| SOURCE EXCERPT |
--- --- ---

Single by Samantha Mumba

from the album Gotta Tell You
- Released: 20 February 2001
- Genre: Club
- Length: 3:33
- Label: Wildcard; Polydor; A&M;
- Songwriters: Samantha Mumba; Anders Bagge; Arnthor Birgisson;
- Producers: Anders Bagge; Arnthor Birgisson; Dino Esposito; E. Dawk; Ron Fair;

Samantha Mumba singles chronology
| "Always Come Back to Your Love" (2001) | "Baby, Come Over (This Is Our Night)" (2001) | "Don't Need You To (Tell Me I'm Pretty)" (2001) |

Audio video
- "Baby, Come Over (This Is Our Night)" on YouTube

= Baby, Come Over (This Is Our Night) =

2001 single by Samantha Mumba

"Baby, Come Over (This Is Our Night)" (released outside the United States as "Baby Come on Over") is a song by Irish singer Samantha Mumba, from her debut studio album, Gotta Tell You (2000). The song was written by Mumba, Anders Bagge, and Arnthor Birgisson while production was helmed by Bagge, Birgisson, Dino Esposito, E. Dawk, and Ron Fair. It was released by A&M Records as the album's third single in the United States and by Wildcard and Polydor Records as the fourth single in the United Kingdom. A club anthem, the song consists of a bass guitar and salsa beat, and contains a sample of Kool & the Gang's 1979 song "Ladies' Night" in the remix. The lyrics depict a woman making the first move on a man.

Released in the US in February 2001 and in the UK in September, "Baby, Come Over (This Is Our Night)" received generally positive reviews from music critics, who praised the production. The song peaked at number two on the Irish Singles Chart, number five on the UK Singles Chart, number six on the Scottish Singles Chart, and at number 49 on the US Billboard Hot 100. An accompanying music video was directed by Korean-American director Joseph Kahn and aired on Disney Channel, which depicts Mumba dancing in front of various backgrounds with several dancers.

--- --- ---

(Items listed in a dataset)
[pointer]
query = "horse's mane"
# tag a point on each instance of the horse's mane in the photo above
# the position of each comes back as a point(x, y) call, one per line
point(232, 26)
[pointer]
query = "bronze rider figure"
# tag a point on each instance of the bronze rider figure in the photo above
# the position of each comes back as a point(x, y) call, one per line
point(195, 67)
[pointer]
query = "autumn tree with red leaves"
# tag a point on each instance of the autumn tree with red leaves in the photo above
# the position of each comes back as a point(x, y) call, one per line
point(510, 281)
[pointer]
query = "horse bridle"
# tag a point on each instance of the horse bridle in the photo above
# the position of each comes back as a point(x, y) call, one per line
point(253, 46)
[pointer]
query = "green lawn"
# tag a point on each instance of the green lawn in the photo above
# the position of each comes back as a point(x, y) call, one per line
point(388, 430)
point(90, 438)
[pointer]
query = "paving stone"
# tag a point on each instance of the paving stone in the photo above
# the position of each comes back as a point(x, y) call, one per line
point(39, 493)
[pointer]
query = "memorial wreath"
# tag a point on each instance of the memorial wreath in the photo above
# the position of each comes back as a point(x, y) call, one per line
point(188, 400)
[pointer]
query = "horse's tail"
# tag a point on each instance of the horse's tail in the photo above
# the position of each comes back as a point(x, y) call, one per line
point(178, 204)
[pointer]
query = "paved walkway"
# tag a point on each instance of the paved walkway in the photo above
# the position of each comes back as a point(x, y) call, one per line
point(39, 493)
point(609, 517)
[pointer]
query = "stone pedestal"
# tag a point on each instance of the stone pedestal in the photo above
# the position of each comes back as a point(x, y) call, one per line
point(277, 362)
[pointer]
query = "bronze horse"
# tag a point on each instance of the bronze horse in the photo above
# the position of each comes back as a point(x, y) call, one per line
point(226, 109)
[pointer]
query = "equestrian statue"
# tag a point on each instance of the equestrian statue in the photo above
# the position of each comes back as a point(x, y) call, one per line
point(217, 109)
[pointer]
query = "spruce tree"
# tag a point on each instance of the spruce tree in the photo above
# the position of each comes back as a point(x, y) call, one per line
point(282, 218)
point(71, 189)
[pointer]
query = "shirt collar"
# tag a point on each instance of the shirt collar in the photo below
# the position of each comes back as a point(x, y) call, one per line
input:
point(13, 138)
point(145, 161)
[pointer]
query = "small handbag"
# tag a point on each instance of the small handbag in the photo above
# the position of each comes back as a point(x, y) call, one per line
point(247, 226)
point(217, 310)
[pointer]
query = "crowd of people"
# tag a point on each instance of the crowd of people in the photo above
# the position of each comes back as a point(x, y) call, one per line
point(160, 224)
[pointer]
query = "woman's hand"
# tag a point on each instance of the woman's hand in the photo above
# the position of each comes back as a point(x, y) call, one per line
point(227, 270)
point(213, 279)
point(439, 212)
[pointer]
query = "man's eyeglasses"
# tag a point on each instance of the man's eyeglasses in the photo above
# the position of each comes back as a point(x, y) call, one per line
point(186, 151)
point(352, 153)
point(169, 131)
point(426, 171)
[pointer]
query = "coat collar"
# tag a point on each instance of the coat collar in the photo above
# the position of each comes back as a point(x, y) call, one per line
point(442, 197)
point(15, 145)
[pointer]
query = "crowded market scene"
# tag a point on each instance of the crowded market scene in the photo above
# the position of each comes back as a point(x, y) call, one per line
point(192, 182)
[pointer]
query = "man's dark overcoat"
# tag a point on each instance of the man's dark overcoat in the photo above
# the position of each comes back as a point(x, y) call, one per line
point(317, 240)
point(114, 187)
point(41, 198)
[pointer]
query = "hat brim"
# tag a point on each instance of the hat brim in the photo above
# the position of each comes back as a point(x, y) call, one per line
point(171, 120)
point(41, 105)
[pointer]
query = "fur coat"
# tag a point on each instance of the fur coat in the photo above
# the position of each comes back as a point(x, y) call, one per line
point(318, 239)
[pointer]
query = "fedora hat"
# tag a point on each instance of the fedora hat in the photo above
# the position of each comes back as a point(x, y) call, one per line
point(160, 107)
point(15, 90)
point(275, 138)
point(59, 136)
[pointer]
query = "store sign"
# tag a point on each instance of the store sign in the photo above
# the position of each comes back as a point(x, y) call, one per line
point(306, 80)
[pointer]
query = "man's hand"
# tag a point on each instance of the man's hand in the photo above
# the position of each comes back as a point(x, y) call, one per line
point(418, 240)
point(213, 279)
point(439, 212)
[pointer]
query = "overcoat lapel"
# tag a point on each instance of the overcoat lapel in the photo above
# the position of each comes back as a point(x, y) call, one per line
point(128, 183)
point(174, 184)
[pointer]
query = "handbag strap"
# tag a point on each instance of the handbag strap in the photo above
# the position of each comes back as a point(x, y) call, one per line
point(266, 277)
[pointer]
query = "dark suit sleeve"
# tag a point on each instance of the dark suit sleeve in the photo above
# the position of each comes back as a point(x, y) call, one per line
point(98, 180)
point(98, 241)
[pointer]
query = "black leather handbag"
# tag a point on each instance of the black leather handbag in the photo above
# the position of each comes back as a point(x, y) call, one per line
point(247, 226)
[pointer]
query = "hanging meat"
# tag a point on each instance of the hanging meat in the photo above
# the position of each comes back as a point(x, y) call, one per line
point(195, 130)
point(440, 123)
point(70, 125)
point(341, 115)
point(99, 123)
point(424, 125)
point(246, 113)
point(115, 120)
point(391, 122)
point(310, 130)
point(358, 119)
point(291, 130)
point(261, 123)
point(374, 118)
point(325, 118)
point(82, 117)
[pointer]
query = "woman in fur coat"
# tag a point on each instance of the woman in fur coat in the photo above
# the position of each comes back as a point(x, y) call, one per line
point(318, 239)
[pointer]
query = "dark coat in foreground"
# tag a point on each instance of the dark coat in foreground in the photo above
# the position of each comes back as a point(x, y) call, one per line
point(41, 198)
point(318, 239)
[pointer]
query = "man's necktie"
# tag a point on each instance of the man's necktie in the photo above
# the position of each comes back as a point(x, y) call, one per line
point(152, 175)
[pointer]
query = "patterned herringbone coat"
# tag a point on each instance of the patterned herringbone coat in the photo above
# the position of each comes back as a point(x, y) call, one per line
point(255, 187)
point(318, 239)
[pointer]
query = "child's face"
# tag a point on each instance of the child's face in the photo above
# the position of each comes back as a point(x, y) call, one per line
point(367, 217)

--- --- ---

| TASKS TO PERFORM |
1. List every producer that the song page credits for the single.
2. Pull out every line of the rows that contains the string "dark", matching case exactly.
The song page and the rows are unrelated to each other.

| RESULTS FOR EACH TASK |
1. Anders Bagge, Arnthor Birgisson, Dino Esposito, E. Dawk, Ron Fair

2.
query = "man's dark overcoat"
# tag a point on each instance of the man's dark overcoat in the photo above
query = "dark suit sleeve"
# tag a point on each instance of the dark suit sleeve in the photo above
query = "dark coat in foreground"
# tag a point on each instance of the dark coat in foreground in the photo above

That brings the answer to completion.